- _What the task asks_: Write out every one of the records below word for word, but leave out the pictures.

- _Input material_:
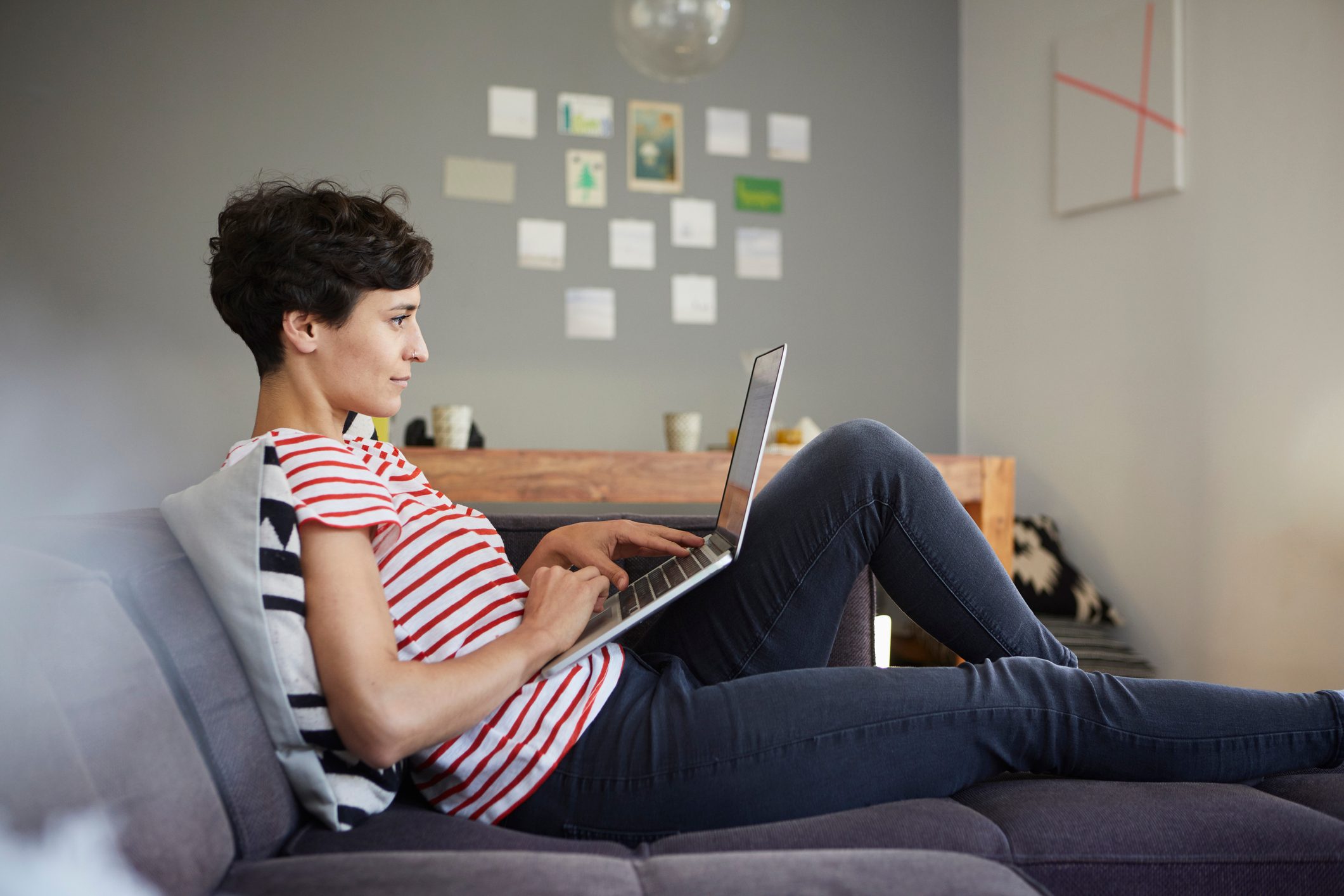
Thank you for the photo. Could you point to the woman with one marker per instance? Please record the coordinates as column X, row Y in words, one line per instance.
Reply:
column 428, row 644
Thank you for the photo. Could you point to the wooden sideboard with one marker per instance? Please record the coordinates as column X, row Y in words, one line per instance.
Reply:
column 983, row 484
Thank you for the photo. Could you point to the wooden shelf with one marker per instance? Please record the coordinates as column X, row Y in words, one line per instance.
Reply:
column 983, row 484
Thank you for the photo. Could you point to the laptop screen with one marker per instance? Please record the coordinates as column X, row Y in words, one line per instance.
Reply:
column 746, row 452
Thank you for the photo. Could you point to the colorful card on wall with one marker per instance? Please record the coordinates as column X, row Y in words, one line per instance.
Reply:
column 758, row 194
column 585, row 177
column 581, row 115
column 1118, row 109
column 655, row 151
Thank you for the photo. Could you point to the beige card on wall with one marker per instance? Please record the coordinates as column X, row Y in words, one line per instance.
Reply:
column 585, row 177
column 482, row 181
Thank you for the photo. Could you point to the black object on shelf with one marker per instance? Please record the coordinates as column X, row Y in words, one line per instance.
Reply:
column 418, row 435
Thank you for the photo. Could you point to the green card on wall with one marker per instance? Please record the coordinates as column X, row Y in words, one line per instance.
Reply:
column 758, row 194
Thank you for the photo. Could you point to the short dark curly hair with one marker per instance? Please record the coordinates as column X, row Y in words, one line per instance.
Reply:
column 285, row 246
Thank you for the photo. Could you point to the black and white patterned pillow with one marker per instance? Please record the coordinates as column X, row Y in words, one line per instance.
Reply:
column 1049, row 582
column 241, row 532
column 359, row 790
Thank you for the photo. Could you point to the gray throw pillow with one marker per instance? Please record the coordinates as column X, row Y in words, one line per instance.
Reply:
column 240, row 531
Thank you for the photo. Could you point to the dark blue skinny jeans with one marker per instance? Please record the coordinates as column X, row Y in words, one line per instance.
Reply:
column 726, row 712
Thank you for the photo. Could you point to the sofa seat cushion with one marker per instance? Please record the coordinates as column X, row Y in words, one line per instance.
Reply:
column 1085, row 836
column 89, row 722
column 910, row 824
column 817, row 871
column 409, row 828
column 160, row 591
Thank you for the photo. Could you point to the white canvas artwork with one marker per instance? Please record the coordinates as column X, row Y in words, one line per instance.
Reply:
column 1118, row 109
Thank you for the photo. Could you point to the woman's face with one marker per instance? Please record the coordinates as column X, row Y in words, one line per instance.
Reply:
column 368, row 363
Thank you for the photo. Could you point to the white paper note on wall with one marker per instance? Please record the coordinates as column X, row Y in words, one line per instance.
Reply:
column 790, row 138
column 693, row 223
column 541, row 243
column 695, row 300
column 591, row 314
column 760, row 253
column 727, row 132
column 513, row 112
column 632, row 245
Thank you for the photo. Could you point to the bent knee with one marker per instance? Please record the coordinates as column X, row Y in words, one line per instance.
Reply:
column 867, row 445
column 863, row 435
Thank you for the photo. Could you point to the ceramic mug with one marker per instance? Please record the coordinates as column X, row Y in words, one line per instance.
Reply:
column 682, row 430
column 452, row 425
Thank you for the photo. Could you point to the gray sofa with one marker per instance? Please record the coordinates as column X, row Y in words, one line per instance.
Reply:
column 140, row 707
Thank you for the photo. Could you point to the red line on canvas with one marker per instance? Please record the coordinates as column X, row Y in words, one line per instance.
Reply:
column 1115, row 97
column 1142, row 98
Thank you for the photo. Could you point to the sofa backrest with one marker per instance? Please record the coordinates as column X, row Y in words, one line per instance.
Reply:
column 89, row 720
column 159, row 590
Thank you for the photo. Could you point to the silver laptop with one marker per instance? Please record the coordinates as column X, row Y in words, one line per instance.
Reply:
column 676, row 575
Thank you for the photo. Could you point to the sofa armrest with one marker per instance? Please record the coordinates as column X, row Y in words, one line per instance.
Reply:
column 852, row 646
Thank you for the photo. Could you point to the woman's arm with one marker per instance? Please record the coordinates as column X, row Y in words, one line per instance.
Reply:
column 385, row 708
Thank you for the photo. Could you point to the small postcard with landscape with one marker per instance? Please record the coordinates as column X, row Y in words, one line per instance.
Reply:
column 655, row 153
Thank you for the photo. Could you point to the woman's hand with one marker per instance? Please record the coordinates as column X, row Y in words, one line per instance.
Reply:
column 561, row 602
column 601, row 543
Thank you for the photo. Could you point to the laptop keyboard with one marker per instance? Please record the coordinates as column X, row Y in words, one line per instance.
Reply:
column 665, row 577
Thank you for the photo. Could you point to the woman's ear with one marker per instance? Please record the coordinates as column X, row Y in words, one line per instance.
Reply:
column 298, row 330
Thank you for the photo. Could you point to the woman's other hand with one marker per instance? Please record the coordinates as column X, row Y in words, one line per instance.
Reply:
column 601, row 543
column 561, row 602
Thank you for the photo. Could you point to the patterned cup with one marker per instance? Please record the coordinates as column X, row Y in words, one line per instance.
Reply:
column 682, row 430
column 452, row 425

- _Written answer_:
Thank you for the photo. Could you point to the woman with one marker per instance? Please record the coordinates as column X, row Y in words, one line per instance.
Reply:
column 428, row 644
Thank you for the photo. Could you point to the wooden sideboard with one marker per instance? Please record the coordinates as column X, row Y in words, one line per instance.
Reply:
column 983, row 484
Thank you for the photo. Could you point to the wooden shelf with one marker per instance? Please record the coordinates as column X, row Y in words, one line per instance.
Reply:
column 983, row 484
Thank you for the photo. Could you point to the laptop screen with one marker per instance? Please record the coordinates as column X, row Y in words, one line per instance.
Reply:
column 746, row 452
Thank you for the photo. Could you point to the colorful card on wall with one marker per instance? Please record the coordinates as column X, row Y in words, one line per instance.
Reply:
column 758, row 194
column 585, row 177
column 581, row 115
column 1118, row 109
column 655, row 151
Thank you for the photo. Could you point to the beige card on wall with one marker per instance? Please record the coordinates as column X, row Y in words, one line per instance.
Reply:
column 585, row 177
column 482, row 181
Thank you for the photo. Could you point to the black object on shelf with one marker per instance? Please record the coordinates as column X, row Y in words, one line per instance.
Reply:
column 418, row 435
Thank you for the photo. Could you point to the green card on wall with one marker per instance? Please record the coordinates as column X, row Y in words, one line per instance.
Reply:
column 758, row 194
Thank you for the photo. Could you point to the short dark curly hair with one marker per instance? Please record the coordinates as column X, row Y in words, one line per instance.
Reply:
column 285, row 246
Thank you for the photo. Could you point to the black and white patterned pillow with one marker per instance? Please record the coordinates as column X, row Y in words, one line per instance.
Reply:
column 1049, row 582
column 241, row 532
column 359, row 790
Thank you for the photo. Could you point to the gray throw pillow with one marker per instance? Please record the coordinates as column X, row Y in words, one line per instance.
Reply:
column 240, row 531
Thank you for the photo. Could you point to the dark blue skinny jeans with one marker per instance? Please record the coordinates as column X, row Y in words, one line per instance.
Reply:
column 726, row 712
Thank you for the photo. Could you point to the sofa seat cushion with one marker per instance? Please record the coordinates as column X, row Y in words, one line per instance.
Reply:
column 1085, row 836
column 89, row 722
column 910, row 824
column 817, row 871
column 409, row 828
column 160, row 591
Thank you for the photo. Could you point to the white canvas artwork with one marker per instance? Please record the coordinates as column X, row Y in words, one line per instance.
Reply:
column 1118, row 109
Thank you for the photo. Could you point to the woman's face with one marker per instance? Please record the coordinates as column X, row Y in words, one line per instance.
Reply:
column 368, row 363
Thank you for the photo. Could you point to the white paper note on wall with one marker per instance? Please record the coordinates as column X, row Y in words, one line per instance.
Reply:
column 790, row 138
column 693, row 223
column 541, row 243
column 695, row 300
column 591, row 314
column 760, row 253
column 727, row 132
column 513, row 112
column 632, row 245
Thank you for the photo. Could you point to the bent knee with one marker per instance? Please record the coordinates as column X, row Y in words, one line per instance.
Reply:
column 867, row 445
column 863, row 435
Thank you for the photo. Could you point to the ceramic mug with one marker per instance? Please record the coordinates as column X, row Y in words, one line per instance.
Reply:
column 682, row 430
column 452, row 425
Thank you for the photo. Could you point to the gray sofa with one marker per instance? Please record the coordinates as column X, row Y in words, one line per instance.
Reply:
column 140, row 707
Thank you for the photo. Could you point to the red line on canvas with one marker per instance? Please record the coordinates as column X, row Y in words, one line per instance.
Reply:
column 1115, row 97
column 1142, row 98
Thank you for the photo. Could you point to the sofa backrest with one marker per instance? Please record the coordinates as column X, row Y in words, one line per instance.
Reply:
column 89, row 720
column 159, row 590
Thank you for the photo. Could you point to the silver laptop with one marker per instance? Please record the coordinates as column X, row Y in words, one line per instance.
Reply:
column 676, row 575
Thank you for the photo. Could you point to the sofa armrest with one marker per instance? Please record the coordinates as column X, row Y in words, one line per instance.
Reply:
column 852, row 646
Thank you for the photo. Could you point to the woman's arm with one marker per instance? Please record the coordinates as column X, row Y in words, one line per instance.
Reply:
column 385, row 708
Thank you for the photo. Could you point to the small postcard with landscape with one marker per instance? Please record the coordinates as column X, row Y in words, one line per instance.
Reply:
column 655, row 153
Thank you for the photo. Could you point to the woman's hand with one marker per instance? Please record the coordinates as column X, row Y in words, one line per instance.
Reply:
column 561, row 602
column 601, row 543
Thank you for the photo. Could you point to the laptop keyboard with one marker per instance? Please record the coordinates as column X, row Y in words, one line per instance.
Reply:
column 665, row 577
Thank you for the photo. Could you point to the woman's ear with one marker per instance? Please record the coordinates as column X, row Y in words, one line per instance.
Reply:
column 298, row 330
Thank you for the photo. Could you point to the woman's other hand with one marker per instance? Please record the coordinates as column X, row Y in words, one line per instance.
Reply:
column 601, row 543
column 561, row 602
Thank you for the photo. Could you point to the patterned cup with one marker per instance? Please record the coordinates as column X, row Y in words, one line per instance.
Reply:
column 682, row 430
column 452, row 425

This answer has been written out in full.